交通事故は10~12月に急増 「暗いと見えづらい」に潜む病気
秋はいったん日が暮れだすとすぐに日が沈んで暗くなってしまう。そのため、これからの時期は交通事故がもっとも多くなるという。見え方はどのように変わるのだろうか? 日本眼科医会学術委員で、「清澤眼科医院」(東京・南砂)の清澤源弘院長に話を聞いた。
警視庁のページを見ると、日没時刻の前後1時間にあたる「薄暮時間帯」は、例年、交通死亡事故が多く発生しており、特に10月から12月に増加することがわかっている。
「この時間帯に事故が多いのは、日が暮れて徐々に暗くなっていくことにより周囲の視界の視認性が低下し、自動車や自転車、歩行者などの発見がお互いに遅れ、距離や速度がわかりにくくなるためです」

渡された項目 >>

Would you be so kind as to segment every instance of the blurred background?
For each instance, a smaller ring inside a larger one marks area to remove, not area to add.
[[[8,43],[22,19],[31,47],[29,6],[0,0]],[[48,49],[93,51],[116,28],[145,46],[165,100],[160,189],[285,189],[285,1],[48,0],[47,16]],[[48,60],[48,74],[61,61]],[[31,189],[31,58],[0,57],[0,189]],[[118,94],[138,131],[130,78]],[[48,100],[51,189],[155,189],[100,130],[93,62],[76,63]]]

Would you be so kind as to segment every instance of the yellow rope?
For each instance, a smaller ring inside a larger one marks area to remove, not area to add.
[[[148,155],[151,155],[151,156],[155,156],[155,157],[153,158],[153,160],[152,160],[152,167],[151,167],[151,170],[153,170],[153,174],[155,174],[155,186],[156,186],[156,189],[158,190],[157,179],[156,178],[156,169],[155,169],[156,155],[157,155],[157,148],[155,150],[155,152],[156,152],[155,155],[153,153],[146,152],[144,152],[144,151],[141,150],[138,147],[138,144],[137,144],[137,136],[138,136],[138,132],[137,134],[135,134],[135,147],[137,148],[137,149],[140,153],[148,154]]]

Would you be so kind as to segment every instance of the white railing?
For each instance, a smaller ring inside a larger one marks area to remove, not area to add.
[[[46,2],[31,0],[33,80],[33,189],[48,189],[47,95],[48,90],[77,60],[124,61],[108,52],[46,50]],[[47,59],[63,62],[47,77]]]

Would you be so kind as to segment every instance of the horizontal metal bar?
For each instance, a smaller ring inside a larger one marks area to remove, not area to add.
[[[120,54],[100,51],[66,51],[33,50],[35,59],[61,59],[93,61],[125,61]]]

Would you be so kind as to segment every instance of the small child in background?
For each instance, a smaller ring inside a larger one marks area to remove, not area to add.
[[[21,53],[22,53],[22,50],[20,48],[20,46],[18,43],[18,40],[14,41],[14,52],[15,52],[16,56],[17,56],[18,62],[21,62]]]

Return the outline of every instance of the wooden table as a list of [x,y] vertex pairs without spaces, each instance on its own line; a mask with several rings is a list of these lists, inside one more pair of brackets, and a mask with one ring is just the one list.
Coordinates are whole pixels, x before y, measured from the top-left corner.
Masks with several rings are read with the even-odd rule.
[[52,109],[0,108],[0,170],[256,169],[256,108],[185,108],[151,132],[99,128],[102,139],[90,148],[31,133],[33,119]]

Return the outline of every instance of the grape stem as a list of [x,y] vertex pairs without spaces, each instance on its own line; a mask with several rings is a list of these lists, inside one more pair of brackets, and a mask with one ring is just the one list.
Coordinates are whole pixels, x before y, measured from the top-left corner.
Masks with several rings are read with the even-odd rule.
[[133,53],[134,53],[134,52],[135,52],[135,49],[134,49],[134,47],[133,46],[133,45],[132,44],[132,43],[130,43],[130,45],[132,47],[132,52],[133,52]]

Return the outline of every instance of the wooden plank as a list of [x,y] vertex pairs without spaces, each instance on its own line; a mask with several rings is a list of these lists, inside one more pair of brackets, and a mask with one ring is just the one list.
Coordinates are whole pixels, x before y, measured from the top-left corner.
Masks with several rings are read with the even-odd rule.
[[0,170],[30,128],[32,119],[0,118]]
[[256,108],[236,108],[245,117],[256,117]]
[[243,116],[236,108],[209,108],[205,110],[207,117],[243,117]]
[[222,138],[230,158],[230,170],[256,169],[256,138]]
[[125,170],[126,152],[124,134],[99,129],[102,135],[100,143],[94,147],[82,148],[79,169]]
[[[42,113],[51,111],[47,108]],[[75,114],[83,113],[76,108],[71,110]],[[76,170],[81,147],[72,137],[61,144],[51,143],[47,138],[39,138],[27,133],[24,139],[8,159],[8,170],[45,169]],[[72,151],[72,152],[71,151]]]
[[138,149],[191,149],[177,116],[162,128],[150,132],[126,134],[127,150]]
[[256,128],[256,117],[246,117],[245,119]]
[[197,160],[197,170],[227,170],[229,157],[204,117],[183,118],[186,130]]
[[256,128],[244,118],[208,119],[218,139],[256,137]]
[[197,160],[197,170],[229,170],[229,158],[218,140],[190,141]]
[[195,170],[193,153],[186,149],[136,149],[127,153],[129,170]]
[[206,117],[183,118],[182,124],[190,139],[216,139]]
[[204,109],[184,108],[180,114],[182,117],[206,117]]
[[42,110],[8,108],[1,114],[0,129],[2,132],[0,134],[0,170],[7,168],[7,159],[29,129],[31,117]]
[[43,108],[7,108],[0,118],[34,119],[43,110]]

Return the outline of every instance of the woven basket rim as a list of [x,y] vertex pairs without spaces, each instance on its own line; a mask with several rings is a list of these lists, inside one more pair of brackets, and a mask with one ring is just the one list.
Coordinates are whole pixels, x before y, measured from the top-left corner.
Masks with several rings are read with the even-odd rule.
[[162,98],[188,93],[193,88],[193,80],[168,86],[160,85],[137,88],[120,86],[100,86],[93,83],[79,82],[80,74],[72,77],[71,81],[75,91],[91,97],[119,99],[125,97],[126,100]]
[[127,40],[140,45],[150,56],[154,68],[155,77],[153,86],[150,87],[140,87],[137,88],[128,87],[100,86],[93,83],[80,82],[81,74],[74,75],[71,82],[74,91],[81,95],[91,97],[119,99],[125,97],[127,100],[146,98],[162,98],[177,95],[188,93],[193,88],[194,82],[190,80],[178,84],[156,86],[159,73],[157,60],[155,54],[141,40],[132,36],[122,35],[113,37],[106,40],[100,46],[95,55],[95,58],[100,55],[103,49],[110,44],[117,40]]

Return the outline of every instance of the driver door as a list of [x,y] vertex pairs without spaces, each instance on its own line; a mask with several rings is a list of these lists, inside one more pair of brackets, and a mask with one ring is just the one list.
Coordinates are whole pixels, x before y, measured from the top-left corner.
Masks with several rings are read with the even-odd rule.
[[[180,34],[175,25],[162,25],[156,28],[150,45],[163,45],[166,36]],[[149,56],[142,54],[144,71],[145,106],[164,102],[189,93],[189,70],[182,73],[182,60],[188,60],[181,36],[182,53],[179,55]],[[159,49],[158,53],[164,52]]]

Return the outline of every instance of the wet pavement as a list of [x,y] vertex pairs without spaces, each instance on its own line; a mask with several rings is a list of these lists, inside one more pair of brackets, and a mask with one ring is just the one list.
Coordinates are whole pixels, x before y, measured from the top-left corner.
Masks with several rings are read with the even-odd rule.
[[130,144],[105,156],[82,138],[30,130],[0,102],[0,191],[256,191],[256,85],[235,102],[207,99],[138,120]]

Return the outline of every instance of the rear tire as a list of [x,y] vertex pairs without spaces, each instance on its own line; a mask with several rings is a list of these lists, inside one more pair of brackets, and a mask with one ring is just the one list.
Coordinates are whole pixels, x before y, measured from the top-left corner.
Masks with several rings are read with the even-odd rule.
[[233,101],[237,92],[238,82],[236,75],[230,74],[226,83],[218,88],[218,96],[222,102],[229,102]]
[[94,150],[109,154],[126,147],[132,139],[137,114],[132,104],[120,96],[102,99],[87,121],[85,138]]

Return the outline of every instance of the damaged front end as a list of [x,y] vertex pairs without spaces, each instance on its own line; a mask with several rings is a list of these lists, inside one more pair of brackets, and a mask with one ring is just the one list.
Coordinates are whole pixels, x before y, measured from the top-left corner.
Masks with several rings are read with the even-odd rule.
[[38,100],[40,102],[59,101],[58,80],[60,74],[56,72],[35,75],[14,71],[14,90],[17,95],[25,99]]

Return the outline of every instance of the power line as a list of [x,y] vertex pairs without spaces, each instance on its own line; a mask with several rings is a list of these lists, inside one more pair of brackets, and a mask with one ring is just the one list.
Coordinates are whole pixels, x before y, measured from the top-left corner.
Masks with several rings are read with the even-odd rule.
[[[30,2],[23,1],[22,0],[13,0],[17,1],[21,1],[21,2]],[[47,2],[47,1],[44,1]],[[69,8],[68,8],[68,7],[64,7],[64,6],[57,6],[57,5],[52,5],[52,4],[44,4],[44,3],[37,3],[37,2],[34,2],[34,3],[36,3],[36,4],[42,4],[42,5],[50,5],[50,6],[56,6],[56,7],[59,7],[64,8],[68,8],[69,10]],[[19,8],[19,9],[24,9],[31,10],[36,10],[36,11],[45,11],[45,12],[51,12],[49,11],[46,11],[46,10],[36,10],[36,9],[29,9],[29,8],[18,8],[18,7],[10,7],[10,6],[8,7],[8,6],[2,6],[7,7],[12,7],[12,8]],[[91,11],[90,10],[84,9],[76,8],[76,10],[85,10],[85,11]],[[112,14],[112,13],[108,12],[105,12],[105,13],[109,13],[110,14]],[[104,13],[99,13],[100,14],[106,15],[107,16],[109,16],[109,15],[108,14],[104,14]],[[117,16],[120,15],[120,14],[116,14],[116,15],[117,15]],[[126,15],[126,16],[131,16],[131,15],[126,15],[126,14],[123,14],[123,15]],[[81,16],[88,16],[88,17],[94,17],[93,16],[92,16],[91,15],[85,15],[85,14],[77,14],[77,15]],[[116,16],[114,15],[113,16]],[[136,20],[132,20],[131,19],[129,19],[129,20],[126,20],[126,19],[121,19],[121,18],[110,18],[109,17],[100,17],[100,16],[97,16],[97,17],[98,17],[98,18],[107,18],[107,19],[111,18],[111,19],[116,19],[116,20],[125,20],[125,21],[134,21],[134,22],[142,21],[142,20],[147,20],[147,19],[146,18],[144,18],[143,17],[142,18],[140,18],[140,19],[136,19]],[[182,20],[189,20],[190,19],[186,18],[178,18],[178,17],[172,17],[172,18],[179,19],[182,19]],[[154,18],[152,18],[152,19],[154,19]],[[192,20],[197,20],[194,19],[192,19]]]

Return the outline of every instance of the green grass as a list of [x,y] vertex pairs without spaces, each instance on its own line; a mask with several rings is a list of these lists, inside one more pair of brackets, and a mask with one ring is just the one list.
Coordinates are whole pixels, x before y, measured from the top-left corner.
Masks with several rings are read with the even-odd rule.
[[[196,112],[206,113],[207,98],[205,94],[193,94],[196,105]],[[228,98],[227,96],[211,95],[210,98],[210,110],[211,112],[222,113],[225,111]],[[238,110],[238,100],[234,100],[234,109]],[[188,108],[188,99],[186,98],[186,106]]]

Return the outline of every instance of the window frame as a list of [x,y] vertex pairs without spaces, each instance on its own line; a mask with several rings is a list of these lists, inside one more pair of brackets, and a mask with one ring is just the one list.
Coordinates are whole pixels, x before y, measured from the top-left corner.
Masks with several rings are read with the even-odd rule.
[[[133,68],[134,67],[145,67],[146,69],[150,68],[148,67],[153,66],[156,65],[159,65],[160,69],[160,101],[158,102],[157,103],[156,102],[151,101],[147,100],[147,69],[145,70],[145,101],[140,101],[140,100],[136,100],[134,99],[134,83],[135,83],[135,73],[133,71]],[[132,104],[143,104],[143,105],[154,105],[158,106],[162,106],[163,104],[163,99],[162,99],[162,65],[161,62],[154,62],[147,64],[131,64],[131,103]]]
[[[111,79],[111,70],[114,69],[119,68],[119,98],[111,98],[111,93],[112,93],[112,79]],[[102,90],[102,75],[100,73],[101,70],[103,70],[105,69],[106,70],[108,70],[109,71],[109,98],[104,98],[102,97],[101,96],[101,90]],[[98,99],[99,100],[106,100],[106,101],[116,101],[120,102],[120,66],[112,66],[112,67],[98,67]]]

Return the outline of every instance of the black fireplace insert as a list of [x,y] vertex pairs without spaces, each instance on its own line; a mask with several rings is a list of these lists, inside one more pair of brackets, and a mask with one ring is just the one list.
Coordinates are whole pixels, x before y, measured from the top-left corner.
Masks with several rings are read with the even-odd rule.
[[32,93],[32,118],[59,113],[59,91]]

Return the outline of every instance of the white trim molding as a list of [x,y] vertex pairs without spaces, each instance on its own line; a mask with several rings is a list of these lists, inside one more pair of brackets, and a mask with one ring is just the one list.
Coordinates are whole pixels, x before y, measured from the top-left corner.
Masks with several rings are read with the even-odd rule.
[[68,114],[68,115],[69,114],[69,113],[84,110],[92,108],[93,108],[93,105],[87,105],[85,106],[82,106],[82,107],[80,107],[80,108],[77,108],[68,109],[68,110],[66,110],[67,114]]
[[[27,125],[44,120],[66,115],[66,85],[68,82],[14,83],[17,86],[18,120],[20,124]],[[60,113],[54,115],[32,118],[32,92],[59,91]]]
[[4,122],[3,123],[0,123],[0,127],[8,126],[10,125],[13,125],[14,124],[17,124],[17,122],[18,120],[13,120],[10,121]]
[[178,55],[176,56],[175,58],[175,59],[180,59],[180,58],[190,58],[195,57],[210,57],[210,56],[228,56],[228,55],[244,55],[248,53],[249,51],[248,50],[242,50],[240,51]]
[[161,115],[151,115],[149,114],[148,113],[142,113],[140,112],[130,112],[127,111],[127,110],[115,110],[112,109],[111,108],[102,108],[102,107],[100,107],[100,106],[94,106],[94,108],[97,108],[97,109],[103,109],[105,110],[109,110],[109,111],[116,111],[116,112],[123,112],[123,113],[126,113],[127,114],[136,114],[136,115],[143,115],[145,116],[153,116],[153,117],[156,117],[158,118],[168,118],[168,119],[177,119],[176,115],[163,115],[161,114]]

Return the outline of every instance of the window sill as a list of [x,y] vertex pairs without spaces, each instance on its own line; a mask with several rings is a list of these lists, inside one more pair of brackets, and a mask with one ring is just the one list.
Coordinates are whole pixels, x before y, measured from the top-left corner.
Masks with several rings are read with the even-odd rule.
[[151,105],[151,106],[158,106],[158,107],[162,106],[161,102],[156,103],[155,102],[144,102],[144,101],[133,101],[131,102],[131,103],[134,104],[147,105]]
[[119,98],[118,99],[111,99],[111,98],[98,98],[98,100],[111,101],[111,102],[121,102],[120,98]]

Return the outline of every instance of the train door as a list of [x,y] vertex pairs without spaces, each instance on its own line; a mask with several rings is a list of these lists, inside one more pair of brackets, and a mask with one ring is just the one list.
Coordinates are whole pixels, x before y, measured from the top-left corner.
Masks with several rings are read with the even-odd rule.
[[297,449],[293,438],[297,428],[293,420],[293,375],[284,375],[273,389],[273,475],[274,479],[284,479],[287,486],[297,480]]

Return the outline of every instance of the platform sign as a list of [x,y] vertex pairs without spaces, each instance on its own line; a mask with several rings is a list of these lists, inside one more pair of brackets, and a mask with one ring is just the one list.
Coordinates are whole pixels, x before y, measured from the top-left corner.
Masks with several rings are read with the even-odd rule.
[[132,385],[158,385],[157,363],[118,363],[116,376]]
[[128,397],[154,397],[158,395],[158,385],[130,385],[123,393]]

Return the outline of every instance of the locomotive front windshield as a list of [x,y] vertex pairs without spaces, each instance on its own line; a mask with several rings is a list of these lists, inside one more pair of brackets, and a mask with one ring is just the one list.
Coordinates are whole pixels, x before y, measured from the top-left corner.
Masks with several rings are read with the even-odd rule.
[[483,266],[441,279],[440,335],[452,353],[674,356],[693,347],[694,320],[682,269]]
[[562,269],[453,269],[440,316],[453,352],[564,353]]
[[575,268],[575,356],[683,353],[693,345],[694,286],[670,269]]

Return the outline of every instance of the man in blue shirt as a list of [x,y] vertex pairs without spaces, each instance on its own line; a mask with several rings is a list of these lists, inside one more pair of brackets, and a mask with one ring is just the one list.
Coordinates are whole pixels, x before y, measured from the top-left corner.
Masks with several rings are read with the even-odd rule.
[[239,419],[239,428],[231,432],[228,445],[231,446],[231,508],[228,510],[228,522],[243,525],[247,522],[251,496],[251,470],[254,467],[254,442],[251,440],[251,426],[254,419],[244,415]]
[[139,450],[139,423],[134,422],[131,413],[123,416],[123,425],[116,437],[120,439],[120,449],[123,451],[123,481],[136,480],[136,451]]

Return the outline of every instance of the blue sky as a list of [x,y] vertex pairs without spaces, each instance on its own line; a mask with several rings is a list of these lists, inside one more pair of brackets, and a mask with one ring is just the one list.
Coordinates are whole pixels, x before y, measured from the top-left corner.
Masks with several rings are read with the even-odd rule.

やること >>
a: 交通事故についての元の文章で、「薄暮時間帯」とはいつのことだとされていますか。
b: 交通事故と見え方についての元の文章を、最後の文のあとから書き足してください。

各項目の答え >>
a: 日没時刻の前後1時間です。

b:
そもそもなぜ暗くなると見えづらくなるのか?その原因となるひとつが瞳孔の動きだ。瞳孔は周囲の明るさに応じて大きさが変化する。明るいときはまぶしさを抑えるために瞳孔は小さくなり、暗くなると光を取り込もうとして瞳孔は大きく開く。瞳孔はこうした働きで目の中に飛び込んでくる光の量を調節している。ところが夜、瞳孔が開くと光が目の中に入ってくる領域が広がるために、明るいところとは光の屈折の仕方が変わるために、見えづらくなる。